* start *

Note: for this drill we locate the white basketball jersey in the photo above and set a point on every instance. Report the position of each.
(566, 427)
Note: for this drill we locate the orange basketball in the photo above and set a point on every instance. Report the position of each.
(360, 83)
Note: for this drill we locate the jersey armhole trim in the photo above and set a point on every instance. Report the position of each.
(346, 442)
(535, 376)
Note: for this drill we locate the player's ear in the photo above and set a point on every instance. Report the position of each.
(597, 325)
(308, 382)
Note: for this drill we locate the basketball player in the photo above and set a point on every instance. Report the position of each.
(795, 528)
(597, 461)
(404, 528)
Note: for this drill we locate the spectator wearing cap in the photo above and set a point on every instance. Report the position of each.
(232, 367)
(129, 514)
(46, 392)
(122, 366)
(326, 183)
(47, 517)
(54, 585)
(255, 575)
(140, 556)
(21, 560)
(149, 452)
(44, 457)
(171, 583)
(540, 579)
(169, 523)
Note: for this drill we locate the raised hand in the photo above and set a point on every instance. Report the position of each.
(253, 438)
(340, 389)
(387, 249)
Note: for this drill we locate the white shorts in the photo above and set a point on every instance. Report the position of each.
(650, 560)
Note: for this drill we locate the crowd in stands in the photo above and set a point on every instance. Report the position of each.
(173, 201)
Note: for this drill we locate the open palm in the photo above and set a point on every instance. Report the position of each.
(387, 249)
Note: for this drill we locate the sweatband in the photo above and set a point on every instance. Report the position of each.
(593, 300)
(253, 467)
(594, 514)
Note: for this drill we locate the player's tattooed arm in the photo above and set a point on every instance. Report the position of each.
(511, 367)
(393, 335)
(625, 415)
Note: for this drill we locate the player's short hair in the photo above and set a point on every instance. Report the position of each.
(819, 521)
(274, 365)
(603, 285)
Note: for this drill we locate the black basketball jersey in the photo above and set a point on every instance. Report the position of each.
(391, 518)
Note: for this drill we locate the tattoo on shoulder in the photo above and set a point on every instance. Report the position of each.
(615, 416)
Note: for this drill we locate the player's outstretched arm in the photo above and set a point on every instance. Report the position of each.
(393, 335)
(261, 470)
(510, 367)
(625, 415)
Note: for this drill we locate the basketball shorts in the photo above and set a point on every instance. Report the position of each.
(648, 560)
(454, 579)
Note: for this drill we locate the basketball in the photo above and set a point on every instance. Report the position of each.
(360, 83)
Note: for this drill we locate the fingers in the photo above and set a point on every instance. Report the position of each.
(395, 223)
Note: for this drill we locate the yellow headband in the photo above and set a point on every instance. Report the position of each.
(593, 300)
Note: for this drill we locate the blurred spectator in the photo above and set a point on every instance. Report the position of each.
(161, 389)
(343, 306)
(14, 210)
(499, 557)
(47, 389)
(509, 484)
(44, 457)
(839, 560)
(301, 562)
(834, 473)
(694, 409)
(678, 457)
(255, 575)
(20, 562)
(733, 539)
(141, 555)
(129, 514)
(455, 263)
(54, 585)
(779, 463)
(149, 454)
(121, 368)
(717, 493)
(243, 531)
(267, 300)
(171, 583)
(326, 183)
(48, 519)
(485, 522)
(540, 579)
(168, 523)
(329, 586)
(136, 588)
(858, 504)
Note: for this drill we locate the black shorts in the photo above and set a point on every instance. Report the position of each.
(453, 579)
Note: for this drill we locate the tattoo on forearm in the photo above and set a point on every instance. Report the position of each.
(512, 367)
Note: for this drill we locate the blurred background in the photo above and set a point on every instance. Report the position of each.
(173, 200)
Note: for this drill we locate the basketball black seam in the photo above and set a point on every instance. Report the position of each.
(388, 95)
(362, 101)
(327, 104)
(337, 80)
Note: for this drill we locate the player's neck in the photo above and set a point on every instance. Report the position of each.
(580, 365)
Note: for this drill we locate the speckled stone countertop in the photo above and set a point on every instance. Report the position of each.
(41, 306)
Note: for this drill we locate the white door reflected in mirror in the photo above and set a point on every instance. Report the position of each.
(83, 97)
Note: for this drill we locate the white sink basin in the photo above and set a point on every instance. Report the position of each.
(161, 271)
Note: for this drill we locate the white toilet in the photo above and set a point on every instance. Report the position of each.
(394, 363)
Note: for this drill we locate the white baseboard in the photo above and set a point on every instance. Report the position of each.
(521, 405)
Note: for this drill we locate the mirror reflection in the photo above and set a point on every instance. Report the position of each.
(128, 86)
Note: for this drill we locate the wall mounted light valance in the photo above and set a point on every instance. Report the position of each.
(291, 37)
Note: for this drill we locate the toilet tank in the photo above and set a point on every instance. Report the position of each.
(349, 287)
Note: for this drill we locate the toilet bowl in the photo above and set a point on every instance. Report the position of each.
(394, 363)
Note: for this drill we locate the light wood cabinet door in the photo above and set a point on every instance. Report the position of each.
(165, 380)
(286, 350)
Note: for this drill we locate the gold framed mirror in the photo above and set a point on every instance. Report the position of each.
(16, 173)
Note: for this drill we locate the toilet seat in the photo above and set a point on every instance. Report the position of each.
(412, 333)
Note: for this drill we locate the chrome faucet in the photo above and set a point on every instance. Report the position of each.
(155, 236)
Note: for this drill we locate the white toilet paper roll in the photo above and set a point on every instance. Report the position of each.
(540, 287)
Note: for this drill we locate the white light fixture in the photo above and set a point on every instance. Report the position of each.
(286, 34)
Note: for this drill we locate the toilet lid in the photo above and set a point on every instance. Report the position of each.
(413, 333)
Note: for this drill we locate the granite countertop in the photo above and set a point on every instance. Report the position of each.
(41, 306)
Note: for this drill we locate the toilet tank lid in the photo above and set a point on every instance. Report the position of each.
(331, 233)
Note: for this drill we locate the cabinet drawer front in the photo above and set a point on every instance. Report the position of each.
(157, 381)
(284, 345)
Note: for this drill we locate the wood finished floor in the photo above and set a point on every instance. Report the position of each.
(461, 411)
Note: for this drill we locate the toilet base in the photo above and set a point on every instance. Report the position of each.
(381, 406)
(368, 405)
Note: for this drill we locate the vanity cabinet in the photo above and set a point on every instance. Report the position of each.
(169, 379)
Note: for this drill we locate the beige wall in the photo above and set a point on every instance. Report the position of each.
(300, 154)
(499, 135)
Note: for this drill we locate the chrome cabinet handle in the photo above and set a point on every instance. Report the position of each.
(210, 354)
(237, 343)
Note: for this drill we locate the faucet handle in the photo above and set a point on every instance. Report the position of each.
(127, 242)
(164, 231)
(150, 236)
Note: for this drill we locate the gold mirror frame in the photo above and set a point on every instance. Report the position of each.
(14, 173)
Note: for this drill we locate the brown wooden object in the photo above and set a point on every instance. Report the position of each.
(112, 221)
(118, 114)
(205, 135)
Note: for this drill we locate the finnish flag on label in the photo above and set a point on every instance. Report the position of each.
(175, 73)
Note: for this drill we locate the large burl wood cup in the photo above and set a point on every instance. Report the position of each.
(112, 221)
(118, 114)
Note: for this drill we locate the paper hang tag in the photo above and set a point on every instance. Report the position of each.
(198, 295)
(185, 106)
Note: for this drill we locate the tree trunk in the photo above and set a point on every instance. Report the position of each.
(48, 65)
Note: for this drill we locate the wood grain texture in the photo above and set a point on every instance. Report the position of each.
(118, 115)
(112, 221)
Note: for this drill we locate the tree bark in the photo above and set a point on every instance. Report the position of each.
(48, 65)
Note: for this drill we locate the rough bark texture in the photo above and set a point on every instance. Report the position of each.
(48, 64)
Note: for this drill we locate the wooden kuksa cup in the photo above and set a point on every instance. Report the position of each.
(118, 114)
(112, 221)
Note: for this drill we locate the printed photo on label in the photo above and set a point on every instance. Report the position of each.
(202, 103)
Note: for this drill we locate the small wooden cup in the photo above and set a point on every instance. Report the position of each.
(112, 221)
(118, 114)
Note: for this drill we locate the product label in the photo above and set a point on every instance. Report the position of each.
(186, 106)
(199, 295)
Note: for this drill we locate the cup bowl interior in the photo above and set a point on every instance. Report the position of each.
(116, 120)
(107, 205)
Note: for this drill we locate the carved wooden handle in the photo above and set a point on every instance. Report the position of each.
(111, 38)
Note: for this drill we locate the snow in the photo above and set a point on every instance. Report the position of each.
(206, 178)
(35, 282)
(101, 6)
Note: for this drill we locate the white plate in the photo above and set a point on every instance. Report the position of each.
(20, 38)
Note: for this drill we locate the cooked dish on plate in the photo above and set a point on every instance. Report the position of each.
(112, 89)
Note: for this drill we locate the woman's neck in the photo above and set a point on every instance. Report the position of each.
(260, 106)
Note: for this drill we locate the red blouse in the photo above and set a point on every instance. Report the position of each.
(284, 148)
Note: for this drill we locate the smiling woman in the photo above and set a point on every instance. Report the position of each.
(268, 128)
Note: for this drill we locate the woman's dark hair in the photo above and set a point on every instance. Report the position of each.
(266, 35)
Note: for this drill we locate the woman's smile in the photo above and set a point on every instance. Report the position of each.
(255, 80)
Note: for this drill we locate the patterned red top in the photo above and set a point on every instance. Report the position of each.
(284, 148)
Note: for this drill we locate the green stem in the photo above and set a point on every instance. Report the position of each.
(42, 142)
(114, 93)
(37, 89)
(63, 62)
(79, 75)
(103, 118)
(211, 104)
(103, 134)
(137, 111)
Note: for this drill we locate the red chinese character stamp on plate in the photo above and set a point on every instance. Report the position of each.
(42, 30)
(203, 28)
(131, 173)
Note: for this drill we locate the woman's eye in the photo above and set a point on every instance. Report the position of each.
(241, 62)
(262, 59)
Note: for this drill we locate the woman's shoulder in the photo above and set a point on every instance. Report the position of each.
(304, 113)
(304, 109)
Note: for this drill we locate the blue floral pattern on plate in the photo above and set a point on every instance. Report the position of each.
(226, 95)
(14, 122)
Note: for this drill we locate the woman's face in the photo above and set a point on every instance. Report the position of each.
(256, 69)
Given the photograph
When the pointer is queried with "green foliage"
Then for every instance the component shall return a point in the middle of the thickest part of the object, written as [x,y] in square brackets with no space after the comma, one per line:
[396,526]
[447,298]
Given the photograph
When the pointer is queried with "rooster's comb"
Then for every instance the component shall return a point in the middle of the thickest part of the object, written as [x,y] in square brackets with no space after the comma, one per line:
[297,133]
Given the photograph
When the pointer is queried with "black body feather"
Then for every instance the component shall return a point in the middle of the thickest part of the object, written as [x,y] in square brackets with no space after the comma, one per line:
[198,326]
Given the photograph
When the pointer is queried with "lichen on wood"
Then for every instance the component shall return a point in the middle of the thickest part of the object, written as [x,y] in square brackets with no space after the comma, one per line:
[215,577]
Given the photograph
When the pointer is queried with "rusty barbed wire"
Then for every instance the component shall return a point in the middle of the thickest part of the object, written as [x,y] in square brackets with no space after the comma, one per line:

* end *

Collect every line above that contains the string "black", treating uppercase and lowercase as distinct.

Note: for this drill we locate the black basketball jersey in the photo above and set a point on every instance. Report the position of each.
Note: for this drill we locate the black shorts in the photo above and set a point on every instance. Report the position of each.
Note: for this drill we locate the basketball black seam in the photo above and set a point on every instance. Report the position of each.
When the pointer is queried with "black body feather"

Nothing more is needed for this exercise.